─── Information
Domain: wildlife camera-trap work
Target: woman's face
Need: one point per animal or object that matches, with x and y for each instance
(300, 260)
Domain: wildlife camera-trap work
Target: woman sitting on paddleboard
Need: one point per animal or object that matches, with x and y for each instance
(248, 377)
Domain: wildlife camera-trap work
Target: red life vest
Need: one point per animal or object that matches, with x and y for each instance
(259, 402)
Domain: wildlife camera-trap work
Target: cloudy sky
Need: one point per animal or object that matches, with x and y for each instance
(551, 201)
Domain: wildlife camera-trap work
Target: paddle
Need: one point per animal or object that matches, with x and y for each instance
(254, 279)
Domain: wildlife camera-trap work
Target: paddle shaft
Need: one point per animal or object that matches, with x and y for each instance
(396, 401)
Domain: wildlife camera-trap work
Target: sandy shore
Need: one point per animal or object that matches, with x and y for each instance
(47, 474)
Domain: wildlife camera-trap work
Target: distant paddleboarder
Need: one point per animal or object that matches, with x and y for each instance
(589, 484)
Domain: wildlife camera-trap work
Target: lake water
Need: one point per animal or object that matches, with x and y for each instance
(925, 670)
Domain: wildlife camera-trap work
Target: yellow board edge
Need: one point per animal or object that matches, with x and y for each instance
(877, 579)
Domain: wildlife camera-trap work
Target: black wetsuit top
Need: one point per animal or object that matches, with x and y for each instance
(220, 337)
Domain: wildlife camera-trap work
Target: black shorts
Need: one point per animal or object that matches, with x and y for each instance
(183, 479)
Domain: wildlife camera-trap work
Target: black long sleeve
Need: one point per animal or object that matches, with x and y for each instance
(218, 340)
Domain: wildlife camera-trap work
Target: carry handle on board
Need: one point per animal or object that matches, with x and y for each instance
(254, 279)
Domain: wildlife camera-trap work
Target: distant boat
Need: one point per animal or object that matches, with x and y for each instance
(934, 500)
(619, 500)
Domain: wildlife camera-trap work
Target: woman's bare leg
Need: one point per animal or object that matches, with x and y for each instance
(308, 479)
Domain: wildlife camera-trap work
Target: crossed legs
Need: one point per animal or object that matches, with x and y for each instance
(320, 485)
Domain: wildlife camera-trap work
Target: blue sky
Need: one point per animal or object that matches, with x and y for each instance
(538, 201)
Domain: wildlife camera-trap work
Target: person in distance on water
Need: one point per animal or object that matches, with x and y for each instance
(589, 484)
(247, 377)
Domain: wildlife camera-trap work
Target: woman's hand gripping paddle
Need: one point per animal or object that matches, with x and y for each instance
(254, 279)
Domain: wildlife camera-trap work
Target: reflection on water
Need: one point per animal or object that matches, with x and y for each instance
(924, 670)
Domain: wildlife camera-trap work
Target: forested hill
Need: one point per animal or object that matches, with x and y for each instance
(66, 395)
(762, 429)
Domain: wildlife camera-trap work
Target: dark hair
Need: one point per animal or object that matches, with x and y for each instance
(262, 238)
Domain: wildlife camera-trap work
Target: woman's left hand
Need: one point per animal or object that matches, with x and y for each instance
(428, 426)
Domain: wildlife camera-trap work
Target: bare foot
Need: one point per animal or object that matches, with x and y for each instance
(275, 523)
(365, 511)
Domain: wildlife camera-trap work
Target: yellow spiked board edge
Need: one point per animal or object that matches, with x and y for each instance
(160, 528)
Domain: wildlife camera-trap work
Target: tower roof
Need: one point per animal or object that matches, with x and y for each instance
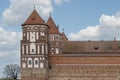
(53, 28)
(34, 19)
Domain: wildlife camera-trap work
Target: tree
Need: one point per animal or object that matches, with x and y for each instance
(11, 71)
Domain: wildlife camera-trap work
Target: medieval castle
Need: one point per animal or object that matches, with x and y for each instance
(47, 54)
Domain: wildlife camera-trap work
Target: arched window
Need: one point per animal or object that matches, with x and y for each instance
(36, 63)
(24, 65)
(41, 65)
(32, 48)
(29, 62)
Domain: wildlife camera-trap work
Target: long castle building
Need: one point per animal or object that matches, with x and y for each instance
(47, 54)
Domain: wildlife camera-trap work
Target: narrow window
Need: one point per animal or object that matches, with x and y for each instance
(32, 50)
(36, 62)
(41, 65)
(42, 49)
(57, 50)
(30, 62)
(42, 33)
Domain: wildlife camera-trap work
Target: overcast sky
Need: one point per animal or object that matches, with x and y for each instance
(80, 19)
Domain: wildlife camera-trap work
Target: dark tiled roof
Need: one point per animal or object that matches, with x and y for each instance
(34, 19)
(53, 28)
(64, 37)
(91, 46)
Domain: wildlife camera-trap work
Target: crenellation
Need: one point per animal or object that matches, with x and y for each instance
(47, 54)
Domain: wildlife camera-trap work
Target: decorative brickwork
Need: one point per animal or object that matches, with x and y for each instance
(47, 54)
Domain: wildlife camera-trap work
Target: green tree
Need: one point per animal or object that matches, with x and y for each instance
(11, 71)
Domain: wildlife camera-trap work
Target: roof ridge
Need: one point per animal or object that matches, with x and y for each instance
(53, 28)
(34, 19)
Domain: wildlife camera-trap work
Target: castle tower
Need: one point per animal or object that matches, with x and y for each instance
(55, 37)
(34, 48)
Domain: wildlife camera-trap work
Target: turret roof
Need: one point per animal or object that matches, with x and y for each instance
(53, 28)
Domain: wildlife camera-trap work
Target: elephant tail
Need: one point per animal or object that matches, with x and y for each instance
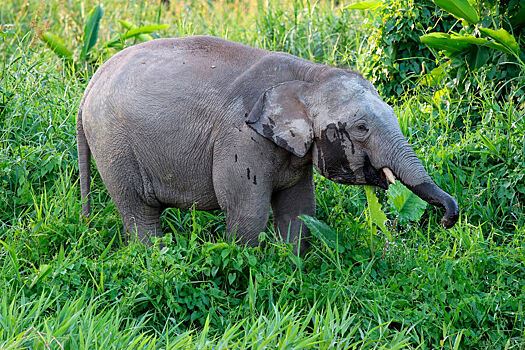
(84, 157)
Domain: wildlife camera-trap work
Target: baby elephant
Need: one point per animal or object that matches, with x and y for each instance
──────
The word "woman" may appear in several lines of the data; copy every line where it does.

# Your response
Target: woman's face
Target: woman sitting on paddleboard
Target: woman's bare leg
Target: woman's hand gripping paddle
Target: woman's left hand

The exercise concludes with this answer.